--- begin ---

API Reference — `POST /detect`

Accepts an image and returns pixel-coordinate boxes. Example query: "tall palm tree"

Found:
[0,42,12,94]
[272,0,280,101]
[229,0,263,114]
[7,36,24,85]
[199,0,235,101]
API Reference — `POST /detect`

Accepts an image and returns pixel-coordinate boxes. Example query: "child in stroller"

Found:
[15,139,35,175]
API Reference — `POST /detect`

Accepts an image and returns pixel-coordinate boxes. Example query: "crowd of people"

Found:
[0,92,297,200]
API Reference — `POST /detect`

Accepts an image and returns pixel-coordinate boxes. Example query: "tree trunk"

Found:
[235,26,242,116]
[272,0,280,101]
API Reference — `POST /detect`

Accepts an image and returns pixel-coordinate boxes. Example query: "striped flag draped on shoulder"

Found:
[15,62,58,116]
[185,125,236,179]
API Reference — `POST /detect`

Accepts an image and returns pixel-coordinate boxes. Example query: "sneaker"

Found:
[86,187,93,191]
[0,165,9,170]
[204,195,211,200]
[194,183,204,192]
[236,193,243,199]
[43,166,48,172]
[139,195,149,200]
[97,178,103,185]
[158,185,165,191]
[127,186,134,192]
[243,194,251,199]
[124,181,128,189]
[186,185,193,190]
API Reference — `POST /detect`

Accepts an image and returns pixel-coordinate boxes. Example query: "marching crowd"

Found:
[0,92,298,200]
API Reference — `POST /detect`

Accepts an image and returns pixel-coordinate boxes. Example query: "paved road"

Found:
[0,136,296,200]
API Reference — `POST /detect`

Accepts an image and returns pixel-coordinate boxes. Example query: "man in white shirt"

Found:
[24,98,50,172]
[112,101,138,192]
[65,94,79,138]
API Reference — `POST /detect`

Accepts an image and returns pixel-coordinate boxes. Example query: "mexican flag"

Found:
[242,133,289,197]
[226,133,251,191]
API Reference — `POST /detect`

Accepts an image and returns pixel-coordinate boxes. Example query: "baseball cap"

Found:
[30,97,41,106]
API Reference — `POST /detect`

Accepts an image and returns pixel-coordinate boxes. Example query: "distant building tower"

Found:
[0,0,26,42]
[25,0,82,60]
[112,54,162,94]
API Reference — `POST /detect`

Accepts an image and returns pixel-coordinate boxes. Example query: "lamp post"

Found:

--- end ---

What the task requires
Set out every line of the listing above as a numbered list, skipping the blank lines.

Complete output
1. API Reference — `POST /detect`
2. Accepts an image and returns pixel-coordinate boxes. Example query: "tall palm tree"
3. Found:
4. [0,42,12,94]
5. [272,0,280,101]
6. [229,0,263,114]
7. [7,36,24,85]
8. [199,0,235,101]
9. API Reference — `POST /detect`
10. Accepts an image and returns pixel-coordinate boxes. Example query: "child in stroller"
11. Found:
12. [15,139,35,175]
13. API Reference — `POST /detect`
14. Accepts an image and returns pixel-coordinate boxes. Example query: "crowd of people"
15. Found:
16. [0,92,297,200]
17. API Reference — `POST /detect`
18. Accepts an image and returns pixel-coordinate boxes. Example query: "tree trunk"
19. Found:
20. [235,26,242,116]
21. [272,0,280,101]
22. API Reference — `POST /detect`
23. Accepts an image and returns pixel-coordinate boxes. Example query: "striped flag draped on shoulder"
24. Found:
25. [15,62,58,116]
26. [185,125,236,179]
27. API Reference — `POST /detect`
28. Accepts an image and returns pixel-coordinate boxes. Example query: "sneaker"
29. Found:
30. [86,187,93,191]
31. [0,165,9,170]
32. [204,195,211,200]
33. [194,183,204,192]
34. [236,193,243,199]
35. [43,166,48,172]
36. [139,195,149,200]
37. [97,178,103,185]
38. [158,185,165,191]
39. [127,186,134,192]
40. [243,194,251,199]
41. [124,181,128,189]
42. [186,185,193,190]
43. API Reference — `POST /detect`
44. Accepts an image and returns pixel-coordinate boxes. Example query: "marching crowd"
45. Found:
46. [0,92,298,200]
47. API Reference — `POST /detect`
48. Accepts an image and returns pixel-coordinate boxes. Example query: "paved road"
49. Found:
50. [0,136,296,200]
51. API Reference — `POST /detect`
52. Accepts an image and returns pixel-coordinate boxes. Example query: "man in white shirt"
53. Found:
54. [24,98,50,172]
55. [112,101,138,192]
56. [65,94,79,138]
57. API Reference — `POST /detect`
58. Accepts an image and returns pixel-coordinate boxes. Example query: "mexican flag"
59. Found:
60. [242,133,289,197]
61. [226,133,251,191]
62. API Reference — `POST /detect`
63. Accepts an image and returns pixel-coordinate boxes. Example query: "baseball cap"
64. Found:
65. [30,97,41,106]
66. API Reference — `POST /detect`
67. Accepts an image and returns pixel-coordinate boxes. Example query: "distant building tower"
68. Found:
69. [0,0,26,42]
70. [25,0,82,60]
71. [112,54,162,94]
72. API Reference — `POST /detect`
73. Accepts an image and returns pixel-coordinate boxes. Example query: "lamp post"
74. Found:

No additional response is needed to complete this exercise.